Consegna 1
Copia senza modifiche la parte del testo sulla condizione servile che comincia con le parole contenenti "1. Se la condizione" e finisce con "quella della madre.".

──────

Sup, 52

Terza parte e Supplemento > I Sacramenti > Il matrimonio > L'impedimento della condizione servile


Supplemento
Questione 52
Proemio

Veniamo ora a considerare l'impedimento della condizione servile.
Sull'argomento si pongono quattro quesiti:

1. Se la condizione servile impedisca il matrimonio;
2. Se uno schiavo possa contrarre matrimonio senza il consenso del padrone;
3. Se un ammogliato possa ridursi in schiavitù, senza il consenso della moglie;
4. Se i figli debbano seguire la condizione del padre o quella della madre.



Terza Parte e Supplemento > I Sacramenti > Il matrimonio > L'impedimento della condizione servile > Se la condizione servile impedisca il matrimonio


Supplemento
Questione 52
Articolo 1

SEMBRA che la condizione servile non impedisca il matrimonio.
Infatti:
1. Impedisce il matrimonio solo ciò che è incompatibile con esso. Ora, la schiavitù non ha nessuna incompatibilità in questo senso: altrimenti non potrebbero esserci matrimoni tra schiavi. Dunque la schiavitù non impedisce il matrimonio.

──────

Consegna 2
Individua nell'elenco qui sotto ogni riga in cui compare la parola "face" e trascrivile tutte.

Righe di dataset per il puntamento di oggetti

──────

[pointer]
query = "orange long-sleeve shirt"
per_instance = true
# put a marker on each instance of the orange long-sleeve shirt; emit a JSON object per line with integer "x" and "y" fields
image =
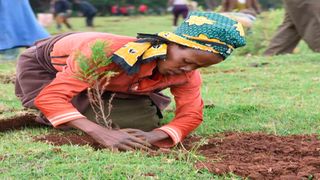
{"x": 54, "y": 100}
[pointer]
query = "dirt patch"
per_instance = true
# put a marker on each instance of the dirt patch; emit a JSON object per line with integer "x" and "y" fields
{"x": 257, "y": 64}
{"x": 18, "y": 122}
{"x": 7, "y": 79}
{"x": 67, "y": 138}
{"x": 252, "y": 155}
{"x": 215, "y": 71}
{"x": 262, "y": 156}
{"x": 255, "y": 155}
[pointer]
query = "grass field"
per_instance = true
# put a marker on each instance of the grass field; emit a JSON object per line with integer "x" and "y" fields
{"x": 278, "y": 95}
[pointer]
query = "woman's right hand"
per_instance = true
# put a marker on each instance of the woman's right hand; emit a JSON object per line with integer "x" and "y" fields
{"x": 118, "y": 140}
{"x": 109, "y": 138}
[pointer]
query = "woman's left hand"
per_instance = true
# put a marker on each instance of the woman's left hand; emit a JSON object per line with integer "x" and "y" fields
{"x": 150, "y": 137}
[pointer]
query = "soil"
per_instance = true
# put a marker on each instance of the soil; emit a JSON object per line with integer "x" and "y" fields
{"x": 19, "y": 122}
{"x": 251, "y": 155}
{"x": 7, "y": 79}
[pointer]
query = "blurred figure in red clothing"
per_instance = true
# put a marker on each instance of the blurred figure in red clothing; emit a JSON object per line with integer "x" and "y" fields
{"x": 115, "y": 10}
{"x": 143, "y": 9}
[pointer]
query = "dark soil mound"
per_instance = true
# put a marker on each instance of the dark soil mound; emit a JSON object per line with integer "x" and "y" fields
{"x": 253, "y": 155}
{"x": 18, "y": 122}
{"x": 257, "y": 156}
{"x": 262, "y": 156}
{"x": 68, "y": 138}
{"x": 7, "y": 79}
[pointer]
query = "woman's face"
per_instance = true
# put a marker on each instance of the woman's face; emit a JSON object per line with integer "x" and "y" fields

──────

Soluzione 1
1. Se la condizione servile impedisca il matrimonio;
2. Se uno schiavo possa contrarre matrimonio senza il consenso del padrone;
3. Se un ammogliato possa ridursi in schiavitù, senza il consenso della moglie;
4. Se i figli debbano seguire la condizione del padre o quella della madre.

Soluzione 2
query = "woman's face"
# put a marker on each instance of the woman's face; emit a JSON object per line with integer "x" and "y" fields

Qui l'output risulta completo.